**INSTRUCCIÓN**
Reescribe del texto sobre Liliana todo lo que va de "Sin embargo, su" hasta "preparado para ellas.", poniendo "Lili" en lugar de "Liliana".
++++ TEXTO EXTRAÍDO
Sin embargo, su guía interior le insinuaba que aquello no iba bien. En ocasiones dicen más los silencios que lo que se expresa, y en sus escritos se pueden hallar los síntomas: el miedo a volver sola a casa; la mañana en la que apareció con marcas de violencia; los celos de él cuando ella comenzó la universidad e hizo amigos, mientras que él se quedaba atrás; el temor, una vez rota la relación, de volver a enamorarse. En todo momento Liliana fue consciente de la toxicidad de aquel comportamiento, tuvo la osadía de apartarse de él, de creer que podía romper del todo. Eso no era amor, y, si lo era, no era el amor que ella quería. Sus padres la educaron, a ella y a Cristina, en unos valores progresistas, de libertad y emancipación. Creían en sí mismas. Lo malo es que llegaron a un mundo que no estaba preparado para ellas.
++++++++
++++ EXTRACTO DE DATOS
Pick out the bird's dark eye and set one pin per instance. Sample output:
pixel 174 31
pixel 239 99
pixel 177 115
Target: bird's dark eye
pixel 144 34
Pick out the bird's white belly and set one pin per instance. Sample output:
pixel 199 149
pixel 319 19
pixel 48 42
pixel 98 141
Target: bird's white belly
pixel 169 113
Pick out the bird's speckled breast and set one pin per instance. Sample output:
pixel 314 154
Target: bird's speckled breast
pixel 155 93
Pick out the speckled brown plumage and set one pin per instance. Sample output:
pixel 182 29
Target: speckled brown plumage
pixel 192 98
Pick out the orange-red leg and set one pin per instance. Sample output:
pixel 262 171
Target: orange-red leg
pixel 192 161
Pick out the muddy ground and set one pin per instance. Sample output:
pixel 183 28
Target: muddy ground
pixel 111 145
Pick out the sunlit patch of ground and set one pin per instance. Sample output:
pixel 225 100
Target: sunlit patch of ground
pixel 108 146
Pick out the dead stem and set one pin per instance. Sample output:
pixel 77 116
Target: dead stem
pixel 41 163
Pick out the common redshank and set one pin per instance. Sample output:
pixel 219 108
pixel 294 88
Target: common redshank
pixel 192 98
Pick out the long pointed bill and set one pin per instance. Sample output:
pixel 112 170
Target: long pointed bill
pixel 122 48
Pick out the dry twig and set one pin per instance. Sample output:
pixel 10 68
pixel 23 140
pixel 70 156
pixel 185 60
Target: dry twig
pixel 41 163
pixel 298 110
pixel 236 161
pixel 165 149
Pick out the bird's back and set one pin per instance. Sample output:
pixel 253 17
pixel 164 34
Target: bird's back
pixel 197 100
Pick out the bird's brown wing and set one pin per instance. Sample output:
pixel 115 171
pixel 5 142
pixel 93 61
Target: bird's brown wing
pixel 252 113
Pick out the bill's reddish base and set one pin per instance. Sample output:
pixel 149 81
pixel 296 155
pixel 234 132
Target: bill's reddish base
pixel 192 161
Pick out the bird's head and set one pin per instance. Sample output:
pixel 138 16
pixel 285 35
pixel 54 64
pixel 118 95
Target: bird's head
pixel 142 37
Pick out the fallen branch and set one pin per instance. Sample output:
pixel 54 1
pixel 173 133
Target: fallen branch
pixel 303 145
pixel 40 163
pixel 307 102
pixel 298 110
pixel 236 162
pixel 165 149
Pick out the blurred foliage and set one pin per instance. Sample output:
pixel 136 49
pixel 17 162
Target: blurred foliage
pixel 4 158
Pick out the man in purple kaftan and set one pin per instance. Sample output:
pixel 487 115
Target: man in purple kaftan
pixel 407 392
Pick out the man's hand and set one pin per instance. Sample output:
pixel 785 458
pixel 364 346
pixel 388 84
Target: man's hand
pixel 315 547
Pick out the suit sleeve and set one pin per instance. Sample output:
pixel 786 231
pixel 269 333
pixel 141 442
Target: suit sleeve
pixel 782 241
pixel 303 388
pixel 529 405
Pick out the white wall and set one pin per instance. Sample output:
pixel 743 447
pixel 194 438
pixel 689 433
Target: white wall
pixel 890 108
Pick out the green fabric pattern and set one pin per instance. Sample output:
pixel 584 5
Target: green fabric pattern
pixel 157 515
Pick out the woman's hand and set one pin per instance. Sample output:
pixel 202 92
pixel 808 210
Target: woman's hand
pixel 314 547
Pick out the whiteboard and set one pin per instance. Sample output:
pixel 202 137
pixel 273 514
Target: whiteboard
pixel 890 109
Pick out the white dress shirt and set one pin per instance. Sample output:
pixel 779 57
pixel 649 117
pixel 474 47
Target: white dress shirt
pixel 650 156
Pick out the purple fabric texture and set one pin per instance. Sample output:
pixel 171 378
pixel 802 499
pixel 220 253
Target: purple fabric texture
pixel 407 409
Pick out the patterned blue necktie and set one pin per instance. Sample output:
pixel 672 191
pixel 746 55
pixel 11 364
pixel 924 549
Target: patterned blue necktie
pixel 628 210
++++++++
**ESPACIO DE RESPUESTA**
Sin embargo, su guía interior le insinuaba que aquello no iba bien. En ocasiones dicen más los silencios que lo que se expresa, y en sus escritos se pueden hallar los síntomas: el miedo a volver sola a casa; la mañana en la que apareció con marcas de violencia; los celos de él cuando ella comenzó la universidad e hizo amigos, mientras que él se quedaba atrás; el temor, una vez rota la relación, de volver a enamorarse. En todo momento Lili fue consciente de la toxicidad de aquel comportamiento, tuvo la osadía de apartarse de él, de creer que podía romper del todo. Eso no era amor, y, si lo era, no era el amor que ella quería. Sus padres la educaron, a ella y a Cristina, en unos valores progresistas, de libertad y emancipación. Creían en sí mismas. Lo malo es que llegaron a un mundo que no estaba preparado para ellas.